◆ TASK TO COMPLETE:
From the entries that follow, reproduce exactly and only the lines from the line with "# Target: small green plant" to the line with "# Target: green grass patch", endpoints included.

-- Opening Marker --

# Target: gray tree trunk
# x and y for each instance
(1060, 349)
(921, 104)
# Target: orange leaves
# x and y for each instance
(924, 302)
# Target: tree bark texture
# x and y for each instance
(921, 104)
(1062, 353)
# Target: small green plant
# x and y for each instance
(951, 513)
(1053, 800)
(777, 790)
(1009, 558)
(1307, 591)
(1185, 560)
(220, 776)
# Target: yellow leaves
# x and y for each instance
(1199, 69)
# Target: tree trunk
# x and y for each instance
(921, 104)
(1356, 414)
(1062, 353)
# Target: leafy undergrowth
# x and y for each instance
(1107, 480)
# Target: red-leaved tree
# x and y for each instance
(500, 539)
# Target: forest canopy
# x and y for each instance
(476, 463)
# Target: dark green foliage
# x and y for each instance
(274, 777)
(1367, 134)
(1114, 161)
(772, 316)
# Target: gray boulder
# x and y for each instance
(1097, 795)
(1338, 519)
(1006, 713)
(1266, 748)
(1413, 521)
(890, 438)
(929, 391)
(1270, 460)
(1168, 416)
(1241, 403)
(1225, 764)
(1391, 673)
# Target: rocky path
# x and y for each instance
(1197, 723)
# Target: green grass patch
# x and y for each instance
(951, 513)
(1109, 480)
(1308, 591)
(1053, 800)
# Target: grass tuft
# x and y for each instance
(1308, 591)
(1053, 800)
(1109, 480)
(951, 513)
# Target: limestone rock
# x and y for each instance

-- Closing Marker --

◆ ANSWER SECTION:
# Target: small green plant
# x and y for each instance
(951, 513)
(1053, 800)
(777, 790)
(1009, 558)
(1307, 591)
(1185, 560)
(220, 776)
# Target: yellow leaves
# x and y for each instance
(1199, 69)
# Target: tree trunk
# x and y for each instance
(921, 104)
(1356, 414)
(1062, 353)
# Target: leafy undergrowth
# x and y for each instance
(1107, 480)
# Target: red-leaved tree
# x and y for each instance
(500, 539)
# Target: forest canopy
# x and y for each instance
(476, 463)
# Target: dark green foliage
# x and y for each instance
(274, 777)
(1367, 134)
(1114, 161)
(772, 316)
# Target: gray boulder
# x and y for each instance
(1097, 795)
(1338, 519)
(1006, 713)
(1266, 748)
(1413, 521)
(890, 438)
(929, 391)
(1270, 460)
(1168, 416)
(1241, 403)
(1225, 764)
(1391, 673)
# Target: rocky path
# x and y for each instance
(1197, 723)
# Target: green grass patch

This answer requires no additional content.